*PROBLEM REQUIREMENTS*. Using the article below on the AI data center moratorium bill, decide whether each statement agrees with it. Answer yes or no for each, quoting the deciding words exactly. (a) The proposed construction pause would stay in effect until national safeguards are in place. (b) Good Jobs First reports that more than 60 local data-center moratorium actions have already passed. (c) The White House framework called for a prohibition on state regulation of AI.

*SOURCE PASSAGE*.

== Segment start ==

Two of the leading progressives in the US Congress, Sen. Bernie Sanders and Rep. Alexandria Ocasio-Cortez, announced legislation on Wednesday that would impose a nationwide moratorium on the construction of new artificial intelligence data centers amid mounting concerns over their insatiable consumption of power and water resources, impacts on the climate, and other harms.
Sanders' (I-Vt.) office said in a press release announcing the Artificial Intelligence Data Center Moratorium Act that the construction pause would remain in effect "until strong national safeguards are in place to protect workers, consumers, and communities, defend privacy and civil rights, and ensure these technologies do not harm our environment."
Sanders and Ocasio-Cortez (D-NY) are set to formally introduce their legislation at a press conference on Wednesday at 4 pm ET.
Food & Water Watch (FWW), which last year became the first national organization in the US to call for a total moratorium on the approval of new AI data centers, celebrated the first-of-its-kind bill and called on other members of Congress to "move quickly to sponsor, champion, and pass" it. FWW's groundbreaking call for a national AI data center moratorium was later echoed by hundreds of advocacy organizations at the state and national levels.
“We need a halt to the explosive growth of new AI data center construction now, because political and community leaders across the country have been caught completely off guard by this aggressive, profit-hungry industry," Mitch Jones, FWW's managing director of policy and litigation, said in a statement Wednesday. "It has yet to be determined if—not how—the industry can ever operate in a manner that sufficiently protects people and society from the profusion of inherent hazards and harms that data centers bring wherever they appear."
“Long before the recent spike in global oil prices, Americans throughout the country were dealing with skyrocketing electricity rates due to the egregious consumption and jolting grid impacts levied by Big Tech’s AI data centers," Jones added. "Meanwhile, these massive facilities are sucking up precious water resources, paving over farmland, driving climate change, and disrupting the fabric of communities. We mustn’t allow another unchecked Silicon Valley scheme to profit off our backs while sticking us with the bill."
In a detailed report released last week, titled The Urgent Case Against Data Centers, FWW pointed to some of the "documented harms caused by AI and data centers," including:
Those harms have fueled massive grassroots opposition to AI data centers, with communities organizing to prevent construction in their backyards. One report estimates that between May 2024 and March 2025, local opposition helped tank or delay $64 billion worth of data center projects across the US.
That opposition has pushed local lawmakers to act. According to a tracker maintained by Good Jobs First, "at least 63 local data-center moratorium actions have been introduced, considered, or adopted across dozens of towns and counties," and "some 54 have already passed."
At the state level, Good Jobs First counted "at least 12 in-session states with filed data center moratorium bills this cycle," and noted that some governors have taken or floated executive action to slow or pause AI data center build-outs.
But the Trump administration is trying to move in the opposite direction.
In a national policy framework document unveiled last week, the White House urged Congress to "streamline federal permitting for AI infrastructure construction and operation" and called for a prohibition on state regulation of AI.
Jim Walsh, FWW's policy director, slammed the White House framework as "more of the same nonsense we’ve been hearing for months" and warned that "more data centers mean more climate-killing fracked gas power plants poisoning our air and water, and more stress placed on local communities’ precious water resources."
"The only prudent course of action when it comes to AI," said Walsh, "is to halt the explosive growth of new data center construction now, so that states and communities have the time needed to properly consider their own futures."

== Segment end ==

*DATA UNDER STUDY*.

== Segment start ==

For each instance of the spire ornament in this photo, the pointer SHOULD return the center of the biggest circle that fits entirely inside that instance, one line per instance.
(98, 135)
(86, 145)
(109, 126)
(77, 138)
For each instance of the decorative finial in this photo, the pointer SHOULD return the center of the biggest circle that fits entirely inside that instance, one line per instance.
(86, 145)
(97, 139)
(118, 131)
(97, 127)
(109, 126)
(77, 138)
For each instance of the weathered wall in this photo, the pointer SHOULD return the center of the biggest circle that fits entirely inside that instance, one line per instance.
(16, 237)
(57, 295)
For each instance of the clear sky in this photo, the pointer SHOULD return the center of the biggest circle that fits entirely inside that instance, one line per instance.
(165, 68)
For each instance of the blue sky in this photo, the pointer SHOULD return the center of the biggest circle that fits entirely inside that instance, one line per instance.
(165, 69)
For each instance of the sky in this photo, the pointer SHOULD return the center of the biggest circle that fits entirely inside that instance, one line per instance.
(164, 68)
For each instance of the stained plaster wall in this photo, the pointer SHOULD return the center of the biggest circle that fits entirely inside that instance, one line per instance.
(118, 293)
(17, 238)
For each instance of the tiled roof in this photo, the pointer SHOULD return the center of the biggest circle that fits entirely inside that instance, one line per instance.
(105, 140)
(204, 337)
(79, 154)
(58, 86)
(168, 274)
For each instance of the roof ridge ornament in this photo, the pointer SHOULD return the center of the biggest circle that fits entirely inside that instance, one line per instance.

== Segment end ==

*SOLUTION TO THIS EXERCISE*.
(a) Yes: "until strong national safeguards are in place to protect workers, consumers, and communities"
(b) No: "some 54 have already passed"
(c) Yes: "called for a prohibition on state regulation of AI"